# Data
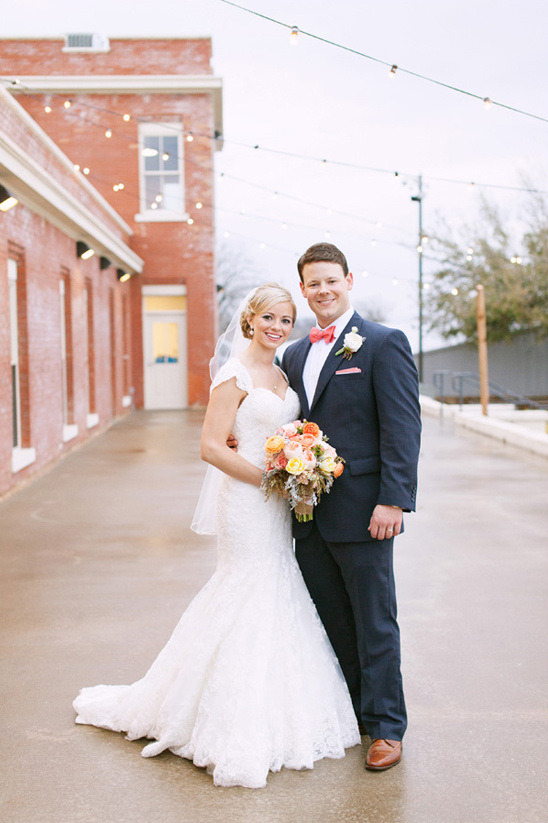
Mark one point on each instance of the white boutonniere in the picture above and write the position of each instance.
(352, 343)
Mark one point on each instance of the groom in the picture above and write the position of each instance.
(362, 391)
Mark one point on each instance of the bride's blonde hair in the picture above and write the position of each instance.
(262, 299)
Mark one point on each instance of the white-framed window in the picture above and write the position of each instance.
(161, 172)
(14, 352)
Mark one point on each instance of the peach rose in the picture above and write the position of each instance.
(308, 459)
(293, 449)
(311, 428)
(295, 466)
(274, 444)
(289, 429)
(281, 461)
(328, 465)
(338, 470)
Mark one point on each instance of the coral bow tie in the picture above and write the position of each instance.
(327, 334)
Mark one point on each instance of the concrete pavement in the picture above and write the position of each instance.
(97, 563)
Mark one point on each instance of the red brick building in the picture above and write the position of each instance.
(107, 145)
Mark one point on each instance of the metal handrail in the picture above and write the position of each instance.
(502, 392)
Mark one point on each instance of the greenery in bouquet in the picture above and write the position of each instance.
(300, 465)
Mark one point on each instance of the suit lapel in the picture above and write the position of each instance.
(333, 361)
(301, 352)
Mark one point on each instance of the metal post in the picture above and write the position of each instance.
(418, 199)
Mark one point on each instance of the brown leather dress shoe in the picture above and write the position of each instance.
(383, 754)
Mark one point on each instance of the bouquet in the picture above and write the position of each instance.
(300, 465)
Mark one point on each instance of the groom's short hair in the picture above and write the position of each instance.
(322, 253)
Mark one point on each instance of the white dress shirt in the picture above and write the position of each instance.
(318, 355)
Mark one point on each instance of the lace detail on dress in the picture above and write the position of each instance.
(233, 368)
(248, 681)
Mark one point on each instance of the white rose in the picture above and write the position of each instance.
(353, 340)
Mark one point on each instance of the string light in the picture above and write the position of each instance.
(396, 174)
(385, 62)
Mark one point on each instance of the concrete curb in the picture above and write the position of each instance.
(511, 433)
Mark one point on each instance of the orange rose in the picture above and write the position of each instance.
(311, 428)
(274, 444)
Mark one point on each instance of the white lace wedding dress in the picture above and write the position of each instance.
(248, 681)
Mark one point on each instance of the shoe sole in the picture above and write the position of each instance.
(382, 768)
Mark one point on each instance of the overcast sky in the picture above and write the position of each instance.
(320, 102)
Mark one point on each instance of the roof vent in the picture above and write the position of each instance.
(86, 42)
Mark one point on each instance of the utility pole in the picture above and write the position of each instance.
(418, 199)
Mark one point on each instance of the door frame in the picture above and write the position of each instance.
(163, 291)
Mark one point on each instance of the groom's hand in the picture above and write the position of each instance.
(385, 522)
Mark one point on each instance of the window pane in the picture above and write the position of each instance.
(165, 342)
(173, 195)
(170, 154)
(153, 193)
(151, 144)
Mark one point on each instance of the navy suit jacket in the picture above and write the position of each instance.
(372, 419)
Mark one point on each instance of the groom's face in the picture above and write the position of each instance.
(326, 290)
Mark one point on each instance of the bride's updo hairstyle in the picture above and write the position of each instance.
(261, 300)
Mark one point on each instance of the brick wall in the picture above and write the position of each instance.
(174, 252)
(45, 255)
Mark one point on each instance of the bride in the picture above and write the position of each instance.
(248, 682)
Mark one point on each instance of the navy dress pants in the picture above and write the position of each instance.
(352, 586)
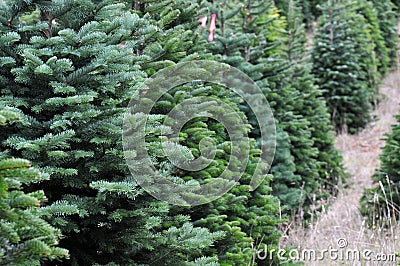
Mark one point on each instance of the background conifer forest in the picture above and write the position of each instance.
(69, 68)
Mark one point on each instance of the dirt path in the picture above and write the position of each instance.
(342, 220)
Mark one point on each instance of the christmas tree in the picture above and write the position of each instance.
(344, 64)
(253, 37)
(323, 167)
(71, 67)
(25, 238)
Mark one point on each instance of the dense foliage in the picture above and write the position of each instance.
(382, 203)
(73, 66)
(25, 238)
(270, 49)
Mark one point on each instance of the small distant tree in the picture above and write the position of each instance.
(344, 63)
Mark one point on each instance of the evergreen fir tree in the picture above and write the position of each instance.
(344, 65)
(72, 68)
(387, 18)
(370, 13)
(25, 238)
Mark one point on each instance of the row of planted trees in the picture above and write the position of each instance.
(69, 69)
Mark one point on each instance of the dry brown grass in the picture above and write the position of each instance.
(342, 219)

# Assignment
Copy out all the records exactly as they read, and omit the pictures.

# Exercise answer
Mark one point on each instance of the white boutonniere in the picture above and write the position of each instance.
(352, 343)
Mark one point on each instance of the groom in the picture above and write the position of each instance.
(362, 391)
Mark one point on each instance of the bride's blonde hair in the picture above and write the position of each instance.
(262, 299)
Mark one point on each instance of the white-framed window in the picture above and write the position of each instance.
(161, 172)
(14, 352)
Mark one point on each instance of the peach rose in the picture above and write the position of each instance.
(308, 459)
(293, 449)
(311, 428)
(295, 466)
(274, 444)
(289, 429)
(281, 461)
(328, 465)
(338, 470)
Mark one point on each instance of the coral bow tie in the picture above and write the position of each instance.
(327, 334)
Mark one point on each instance of the concrete pavement in the picture above and write the position of each instance.
(97, 563)
Mark one point on each instance of the red brick building in the picture above and write the position of each instance.
(107, 145)
Mark one point on each instance of the metal handrail in the picture above and write the position of each instance.
(502, 392)
Mark one point on each instance of the greenery in bouquet in the picture above and write the position of each instance.
(300, 465)
Mark one point on each instance of the suit lapel in the picture above and write the position of each instance.
(333, 361)
(301, 352)
Mark one point on each instance of the metal post in the picture above and write the position of each instance.
(418, 199)
Mark one point on each instance of the brown leather dress shoe in the picture above and write the position of each instance.
(383, 754)
Mark one point on each instance of the bouquet in the picture above and write the position of each instance.
(300, 465)
Mark one point on each instance of the groom's short hair in the picture above and write the position of each instance.
(322, 253)
Mark one point on each instance of the white dress shirt in the picture above and write the position of each instance.
(318, 355)
Mark one point on each instance of the lace detail on dress in the picture above and write the position of each instance.
(233, 368)
(248, 681)
Mark one point on each instance of the white rose in the picture above and write the position of each instance.
(353, 340)
Mark one point on each instance of the string light in the picture above and write the position of each instance.
(396, 174)
(385, 62)
Mark one point on each instance of the concrete curb in the picture above and write the position of each instance.
(511, 433)
Mark one point on each instance of the orange rose in the picture above and write the position of each instance.
(311, 428)
(274, 444)
Mark one point on each instance of the white lace wedding dress in the picture above and write the position of each instance.
(248, 681)
Mark one point on each instance of the shoe sole in the picture above and write the position of each instance.
(382, 768)
Mark one point on each instance of the overcast sky in the picture above and write the position of each instance.
(320, 102)
Mark one point on each instance of the roof vent in the picture above and write the position of each instance.
(86, 42)
Mark one point on each instance of the utility pole in the picture above and write the position of each instance.
(418, 199)
Mark one point on each instance of the door frame in the picture above and write the position of each instance.
(163, 291)
Mark one point on each instance of the groom's hand in the picture above and write the position of each instance.
(385, 522)
Mark one point on each instance of the window pane in the picture above and write the position of each instance.
(165, 342)
(173, 195)
(170, 154)
(153, 193)
(151, 144)
Mark one point on each instance of the navy suit jacket in the picture above and write the position of each instance.
(372, 419)
Mark one point on each instance of the groom's face in the picture above and write the position of each instance.
(326, 290)
Mark one point on each instance of the bride's updo hairstyle in the picture above and write the position of each instance.
(261, 300)
Mark one point on each instance of the brick wall in the picture above and write the position of each instance.
(174, 252)
(45, 255)
Mark one point on each instance of the bride in the picture above and write the position of each instance.
(248, 682)
Mark one point on each instance of the navy dress pants in the picture above and write the position of each instance.
(352, 586)
Mark one point on each instance of the background conifer forest in the picture above and write the position of each instance.
(69, 68)
Mark one point on each instance of the dirt path in the picture above and write the position of each instance.
(342, 220)
Mark one point on each instance of the christmas tree in the picture above and write the position of each instance.
(344, 64)
(253, 37)
(323, 167)
(71, 67)
(25, 238)
Mark one point on each instance of the dense foliage in the picture above and write the position of each instance.
(382, 203)
(73, 66)
(25, 238)
(270, 49)
Mark one point on each instance of the small distant tree in the picture above and write the position of each instance.
(344, 63)
Mark one point on each instance of the evergreen fir tree in the picture above and write the position of each instance.
(344, 65)
(72, 68)
(387, 18)
(370, 13)
(25, 238)
Mark one point on each instance of the row of planted trees in the picture above and write the position of each instance.
(69, 69)
Mark one point on each instance of the dry brown grass in the picture above and write the position of each instance.
(342, 219)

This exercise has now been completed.